__Exercise objective__:
Please return every line from the entries that has the string "building" in it.

Referring expression data
"""

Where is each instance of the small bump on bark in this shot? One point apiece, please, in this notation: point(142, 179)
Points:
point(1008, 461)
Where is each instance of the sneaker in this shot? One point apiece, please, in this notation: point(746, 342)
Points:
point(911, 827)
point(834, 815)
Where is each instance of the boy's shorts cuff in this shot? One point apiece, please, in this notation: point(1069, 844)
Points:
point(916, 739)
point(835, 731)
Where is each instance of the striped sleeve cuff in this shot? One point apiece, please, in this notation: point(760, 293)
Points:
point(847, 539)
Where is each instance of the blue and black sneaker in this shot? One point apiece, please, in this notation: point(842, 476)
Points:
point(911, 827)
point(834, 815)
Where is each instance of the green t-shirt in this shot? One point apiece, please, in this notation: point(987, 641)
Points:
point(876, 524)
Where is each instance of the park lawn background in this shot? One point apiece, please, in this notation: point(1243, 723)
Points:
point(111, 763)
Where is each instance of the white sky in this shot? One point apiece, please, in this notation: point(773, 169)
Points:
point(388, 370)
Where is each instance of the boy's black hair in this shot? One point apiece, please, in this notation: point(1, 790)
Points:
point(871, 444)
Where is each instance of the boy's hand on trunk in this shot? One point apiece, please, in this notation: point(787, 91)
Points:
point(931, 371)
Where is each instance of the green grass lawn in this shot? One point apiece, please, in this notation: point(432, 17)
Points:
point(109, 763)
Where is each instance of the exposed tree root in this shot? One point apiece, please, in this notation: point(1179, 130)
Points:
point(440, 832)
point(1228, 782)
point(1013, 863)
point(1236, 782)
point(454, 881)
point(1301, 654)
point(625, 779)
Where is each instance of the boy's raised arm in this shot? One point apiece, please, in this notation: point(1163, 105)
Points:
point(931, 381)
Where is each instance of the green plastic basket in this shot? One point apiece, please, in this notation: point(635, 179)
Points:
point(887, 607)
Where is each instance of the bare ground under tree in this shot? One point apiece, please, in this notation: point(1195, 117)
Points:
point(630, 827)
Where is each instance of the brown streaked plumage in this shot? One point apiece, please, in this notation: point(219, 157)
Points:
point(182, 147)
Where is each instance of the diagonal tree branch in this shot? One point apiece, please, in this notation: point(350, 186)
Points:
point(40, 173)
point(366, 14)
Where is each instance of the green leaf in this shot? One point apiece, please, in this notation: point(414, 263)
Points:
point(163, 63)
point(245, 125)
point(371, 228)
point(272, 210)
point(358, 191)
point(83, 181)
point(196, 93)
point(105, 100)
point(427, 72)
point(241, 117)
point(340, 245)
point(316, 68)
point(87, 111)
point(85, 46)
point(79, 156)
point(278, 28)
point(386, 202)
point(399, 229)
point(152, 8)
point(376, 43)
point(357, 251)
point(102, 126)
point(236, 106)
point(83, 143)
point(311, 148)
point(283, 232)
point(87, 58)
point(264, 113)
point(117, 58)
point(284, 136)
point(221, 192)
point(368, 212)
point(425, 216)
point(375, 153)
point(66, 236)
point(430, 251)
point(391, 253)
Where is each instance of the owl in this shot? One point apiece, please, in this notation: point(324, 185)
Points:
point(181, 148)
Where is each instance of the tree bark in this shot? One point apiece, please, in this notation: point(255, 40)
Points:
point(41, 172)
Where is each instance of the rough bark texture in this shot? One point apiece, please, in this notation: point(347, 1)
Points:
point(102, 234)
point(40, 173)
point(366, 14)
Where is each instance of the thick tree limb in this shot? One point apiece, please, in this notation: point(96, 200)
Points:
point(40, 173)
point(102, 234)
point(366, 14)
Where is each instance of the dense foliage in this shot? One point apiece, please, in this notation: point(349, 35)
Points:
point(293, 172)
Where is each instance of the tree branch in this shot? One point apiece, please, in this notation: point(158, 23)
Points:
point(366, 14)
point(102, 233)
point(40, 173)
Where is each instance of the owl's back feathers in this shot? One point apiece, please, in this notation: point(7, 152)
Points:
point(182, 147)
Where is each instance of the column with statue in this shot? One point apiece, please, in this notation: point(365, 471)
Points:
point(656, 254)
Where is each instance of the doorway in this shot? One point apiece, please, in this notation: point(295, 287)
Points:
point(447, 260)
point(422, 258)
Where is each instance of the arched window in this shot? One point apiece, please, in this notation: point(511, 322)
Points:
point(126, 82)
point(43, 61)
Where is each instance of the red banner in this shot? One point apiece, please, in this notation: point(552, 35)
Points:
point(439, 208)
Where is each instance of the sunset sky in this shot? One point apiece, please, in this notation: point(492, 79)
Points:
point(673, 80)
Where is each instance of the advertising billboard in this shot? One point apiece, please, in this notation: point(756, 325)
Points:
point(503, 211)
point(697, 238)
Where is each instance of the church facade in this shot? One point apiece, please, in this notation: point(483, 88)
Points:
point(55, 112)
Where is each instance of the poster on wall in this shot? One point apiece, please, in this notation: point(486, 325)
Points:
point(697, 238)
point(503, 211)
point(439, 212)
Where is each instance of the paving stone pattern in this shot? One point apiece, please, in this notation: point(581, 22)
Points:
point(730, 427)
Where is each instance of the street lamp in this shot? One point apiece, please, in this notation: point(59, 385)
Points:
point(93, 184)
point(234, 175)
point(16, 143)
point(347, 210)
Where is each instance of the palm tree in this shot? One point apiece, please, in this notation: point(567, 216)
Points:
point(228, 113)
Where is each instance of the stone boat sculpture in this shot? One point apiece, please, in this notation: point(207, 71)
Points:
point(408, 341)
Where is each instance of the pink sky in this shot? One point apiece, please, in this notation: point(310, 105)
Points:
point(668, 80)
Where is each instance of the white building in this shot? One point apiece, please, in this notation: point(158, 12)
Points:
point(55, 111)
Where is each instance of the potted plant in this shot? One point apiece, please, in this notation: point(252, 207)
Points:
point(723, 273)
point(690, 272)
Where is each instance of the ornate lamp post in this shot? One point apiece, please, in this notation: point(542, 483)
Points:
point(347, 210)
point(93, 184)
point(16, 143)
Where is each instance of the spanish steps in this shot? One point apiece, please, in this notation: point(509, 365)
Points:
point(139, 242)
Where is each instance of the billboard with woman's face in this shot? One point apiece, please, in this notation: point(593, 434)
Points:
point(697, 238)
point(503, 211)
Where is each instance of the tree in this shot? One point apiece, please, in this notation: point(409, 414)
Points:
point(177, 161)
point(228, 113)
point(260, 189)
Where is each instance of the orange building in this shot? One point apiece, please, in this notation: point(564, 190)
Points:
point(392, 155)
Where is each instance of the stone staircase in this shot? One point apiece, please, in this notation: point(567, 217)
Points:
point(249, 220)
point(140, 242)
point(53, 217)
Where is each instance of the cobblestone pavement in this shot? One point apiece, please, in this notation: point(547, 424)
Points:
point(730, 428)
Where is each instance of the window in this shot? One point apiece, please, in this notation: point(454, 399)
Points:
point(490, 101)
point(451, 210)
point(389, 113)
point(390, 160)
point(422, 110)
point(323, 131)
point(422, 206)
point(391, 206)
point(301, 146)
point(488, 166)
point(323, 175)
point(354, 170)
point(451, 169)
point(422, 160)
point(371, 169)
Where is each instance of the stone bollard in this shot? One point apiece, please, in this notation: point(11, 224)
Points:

"""

__Exercise answer__:
Where is each instance of the white building in this shot? One point apiece, please, in this notation: point(158, 12)
Where is each instance of the orange building in this shot? One point apiece, please, in this notation: point(564, 190)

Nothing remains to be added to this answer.